# Document text:
(begin)

Simmering it down, NRR is the tool we use to gauge business growth potential from our existing user base. These are more than just fancy calculations. We’re solving for where our growth potential is so we can strategize the best ways to influence that growth to happen.

Industry leaders say that a good NRR is going to show growth of over 100%. 

When the NRR passes the 100% mark, we see growth instead of a static revenue retention rate. An NRR of 100% shows that our annual revenue retention, or ARR, has either grown or remained the same.

Ideally, we want the NRR number to be 109%. This shows that we are retaining a good revenue income and also growing by roughly 9%. 

Recognize the room to grow 

While 9% is ideal, we have found that a business can grow by 20% per year by keeping a healthy net revenue retention. 

Using NRR gives us insights into how to upsell our subscription base. 

Because NRR can show us who is already engaging with a paid version of the product, we can use these metrics to estimate who will be open to an upsell. Upselling happens when your current customer base is open to the value offer for a higher-cost subscription.

(end)

# Tasks and exercises:
A – Answer these from the net revenue retention passage:
(i) What NRR number is named as the ideal?
(ii) How much per year can a business grow by keeping a healthy net revenue retention?
(iii) What can NRR show that lets it be used to estimate who will be open to an upsell?
B – Identify every line in the rows that contains the string "dress" and copy each such line. Matching is case-sensitive.

# Record excerpts:
(begin)

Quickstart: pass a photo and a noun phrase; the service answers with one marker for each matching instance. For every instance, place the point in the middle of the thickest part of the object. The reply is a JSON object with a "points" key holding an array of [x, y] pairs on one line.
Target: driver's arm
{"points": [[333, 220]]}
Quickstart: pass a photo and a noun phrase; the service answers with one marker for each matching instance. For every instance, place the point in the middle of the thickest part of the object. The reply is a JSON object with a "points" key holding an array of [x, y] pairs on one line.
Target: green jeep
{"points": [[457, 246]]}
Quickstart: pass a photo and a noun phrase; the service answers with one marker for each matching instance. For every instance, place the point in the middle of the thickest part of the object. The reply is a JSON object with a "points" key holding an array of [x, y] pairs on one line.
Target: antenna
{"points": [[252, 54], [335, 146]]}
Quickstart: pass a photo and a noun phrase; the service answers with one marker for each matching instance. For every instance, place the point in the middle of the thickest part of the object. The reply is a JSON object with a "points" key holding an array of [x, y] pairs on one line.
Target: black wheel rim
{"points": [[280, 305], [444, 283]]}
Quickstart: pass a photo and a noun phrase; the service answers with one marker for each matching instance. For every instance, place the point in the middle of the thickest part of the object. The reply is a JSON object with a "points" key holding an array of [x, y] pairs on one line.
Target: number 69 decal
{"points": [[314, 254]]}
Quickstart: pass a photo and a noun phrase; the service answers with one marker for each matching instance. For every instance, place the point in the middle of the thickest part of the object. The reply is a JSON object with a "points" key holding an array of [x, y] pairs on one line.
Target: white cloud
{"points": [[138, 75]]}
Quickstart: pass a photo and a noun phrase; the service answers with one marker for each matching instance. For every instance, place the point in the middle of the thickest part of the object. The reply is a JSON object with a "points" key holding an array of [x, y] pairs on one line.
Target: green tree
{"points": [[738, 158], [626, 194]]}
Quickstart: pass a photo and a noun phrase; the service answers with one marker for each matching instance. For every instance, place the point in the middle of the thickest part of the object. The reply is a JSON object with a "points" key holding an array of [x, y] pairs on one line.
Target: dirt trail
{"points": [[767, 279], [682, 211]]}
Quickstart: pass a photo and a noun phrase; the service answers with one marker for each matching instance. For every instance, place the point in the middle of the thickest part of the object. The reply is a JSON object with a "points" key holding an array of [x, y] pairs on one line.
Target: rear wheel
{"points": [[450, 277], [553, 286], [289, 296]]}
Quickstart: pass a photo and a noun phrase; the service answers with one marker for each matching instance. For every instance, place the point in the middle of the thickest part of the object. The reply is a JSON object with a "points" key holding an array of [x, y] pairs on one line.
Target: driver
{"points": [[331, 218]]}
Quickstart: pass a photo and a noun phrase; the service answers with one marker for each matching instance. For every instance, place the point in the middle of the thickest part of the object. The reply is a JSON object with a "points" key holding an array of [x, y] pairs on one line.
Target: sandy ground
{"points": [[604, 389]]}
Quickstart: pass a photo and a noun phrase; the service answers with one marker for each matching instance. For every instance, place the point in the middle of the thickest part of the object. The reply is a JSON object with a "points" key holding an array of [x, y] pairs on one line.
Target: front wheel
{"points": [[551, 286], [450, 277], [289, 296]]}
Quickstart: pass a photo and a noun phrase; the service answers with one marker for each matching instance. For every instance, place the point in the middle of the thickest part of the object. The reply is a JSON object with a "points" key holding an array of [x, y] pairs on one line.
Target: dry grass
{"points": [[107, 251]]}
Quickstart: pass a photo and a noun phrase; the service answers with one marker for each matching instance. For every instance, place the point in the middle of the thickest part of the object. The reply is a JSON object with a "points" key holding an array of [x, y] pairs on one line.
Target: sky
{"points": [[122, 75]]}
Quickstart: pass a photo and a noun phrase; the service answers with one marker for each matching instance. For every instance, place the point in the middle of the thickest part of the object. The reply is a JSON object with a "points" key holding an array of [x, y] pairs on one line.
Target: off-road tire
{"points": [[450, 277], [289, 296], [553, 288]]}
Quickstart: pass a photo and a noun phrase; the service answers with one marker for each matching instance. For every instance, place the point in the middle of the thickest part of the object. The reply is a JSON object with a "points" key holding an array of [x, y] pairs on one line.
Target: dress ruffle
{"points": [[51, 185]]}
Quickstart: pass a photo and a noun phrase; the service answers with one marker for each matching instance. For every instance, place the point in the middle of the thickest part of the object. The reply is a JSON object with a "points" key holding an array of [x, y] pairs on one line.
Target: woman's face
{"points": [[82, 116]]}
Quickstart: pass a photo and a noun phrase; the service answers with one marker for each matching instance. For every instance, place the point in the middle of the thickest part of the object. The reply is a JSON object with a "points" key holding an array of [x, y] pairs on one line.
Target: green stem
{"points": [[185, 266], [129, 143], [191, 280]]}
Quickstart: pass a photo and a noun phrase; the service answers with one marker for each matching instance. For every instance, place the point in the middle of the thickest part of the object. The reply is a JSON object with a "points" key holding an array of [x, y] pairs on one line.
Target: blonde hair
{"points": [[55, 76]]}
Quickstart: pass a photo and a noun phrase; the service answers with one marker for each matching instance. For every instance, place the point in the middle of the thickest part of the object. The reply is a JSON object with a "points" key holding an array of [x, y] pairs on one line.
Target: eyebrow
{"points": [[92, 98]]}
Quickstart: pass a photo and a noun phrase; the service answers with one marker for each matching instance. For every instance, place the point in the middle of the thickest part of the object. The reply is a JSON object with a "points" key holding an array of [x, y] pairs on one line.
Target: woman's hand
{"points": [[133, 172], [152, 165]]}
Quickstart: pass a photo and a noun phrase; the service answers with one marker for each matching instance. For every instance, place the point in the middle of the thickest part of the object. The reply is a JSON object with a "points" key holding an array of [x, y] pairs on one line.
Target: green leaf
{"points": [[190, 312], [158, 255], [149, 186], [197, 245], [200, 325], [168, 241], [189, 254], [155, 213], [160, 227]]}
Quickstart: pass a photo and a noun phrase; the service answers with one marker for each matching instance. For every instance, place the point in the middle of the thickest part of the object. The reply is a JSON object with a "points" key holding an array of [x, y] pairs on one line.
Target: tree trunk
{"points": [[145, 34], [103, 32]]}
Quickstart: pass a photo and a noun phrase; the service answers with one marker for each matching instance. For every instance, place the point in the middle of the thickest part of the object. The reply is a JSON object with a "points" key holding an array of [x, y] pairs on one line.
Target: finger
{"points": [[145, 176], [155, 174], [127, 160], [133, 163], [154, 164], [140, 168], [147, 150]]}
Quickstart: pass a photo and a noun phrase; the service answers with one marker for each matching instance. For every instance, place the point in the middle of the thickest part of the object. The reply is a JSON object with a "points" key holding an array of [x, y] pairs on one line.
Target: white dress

(end)

# The results:
A –
(i) 109%
(ii) 20%
(iii) Who is already engaging with a paid version of the product

B –
Target: dress ruffle
Target: white dress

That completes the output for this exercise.